For example, take this great article on Game AI: http://www.bit-tech.net/gaming/2009/03/05/how-ai-in-games-works/1. There is nothing in there about what the role of AI in games is. Granted, the article is about “How Game AI Works” but this is something I always find I run into. We tend to focus on the details (effective use of cover, believable reactions, smartness) that we lose sight of the real intent – fun.
Which brings me to the topic of collaboration. Not being a programmer, I won’t pretend to know how best to design an AI. What I focus on is trying to convey to the programmers what the intent for the AI is, how does it add to the game experience and what things I want to be able to tune to control the intensity curve. I know that for every variable I get to tune, there are dozens of knobs that the AI programmers have to implement and tune themselves, which is why I like focusing on how the AI impacts the player’s experience. How should it react, how should it challenge the player, how does it look smart without being too smart.

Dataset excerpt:
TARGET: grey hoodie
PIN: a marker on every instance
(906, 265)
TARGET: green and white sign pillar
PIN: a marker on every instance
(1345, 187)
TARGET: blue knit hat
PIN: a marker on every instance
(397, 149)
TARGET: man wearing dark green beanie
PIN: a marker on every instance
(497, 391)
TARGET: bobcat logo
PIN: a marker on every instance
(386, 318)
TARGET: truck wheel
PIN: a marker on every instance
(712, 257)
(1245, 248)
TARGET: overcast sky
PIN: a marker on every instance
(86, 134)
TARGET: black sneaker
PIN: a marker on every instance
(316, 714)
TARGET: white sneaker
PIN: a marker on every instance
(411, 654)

__Given problem 1__
In the passage on game AI, what real intent does the writer say we lose sight of when focusing on details?
__Given problem 2__
Continue the passage on game AI from its final sentence.
These records have no connection to the passage on game AI.

__Written response 1__
Fun.

__Written response 2__
Alex: Yeah, I agree with the drive toward punishment as being a big problem – often people seem to confuse AI that will ‘destroy you’ with AI that is ‘good.’
I know that Sims 3, for example, is working on a big system where AIs can form long-term goals, such as ‘own a mansion,’ then build a plan, then step through all the behaviors that lead up to that goal. So the sim will pick up the paper to get a job, go to work for X period, buy only essential goods, save their cash, get promoted by working hard, focus only on important relationships, and then eventually buy the mansion. And when you describe it to a player it sounds amazing, but the problem is it’s essentially invisible to the player – they won’t see this glorious narrative, they’ll only see a few outcomes. My argument is you could have either scripted it, or made it semi-random and to the player, it’s the same system. The AI engineers obviously argued with me on that, but unless you’re going to invest in a strong system for showing the player the plan and the execution of the plan, it’s not interesting IMO.
Similarly, in action games, engineers are arguing with me at this very moment that they should do the ‘smart’ thing, and take cover appropriately, never expose themselves, sprint to new cover when their cover is breached and what that would essentially do is remove any chance for the player to win in a fun manner. If I flank an enemy, I want him to react in shock, show me that he knows his cover is breached, and then essentially let me shoot the crap out of him. If he flees and I miss him, I am no longer having fun.
I think the essentially point for me, as Josh points out, is that AI is there to support the player experience, not to be ‘good AI’ whatever that means, in and of itself. 🙂
Josh: That’s one of the issues I have with working on AI… if the player cannot see how the AI works, then it doesn’t really matter how “smart” it is. I hear you on the cover deal, Alex, I am having the same arguments here.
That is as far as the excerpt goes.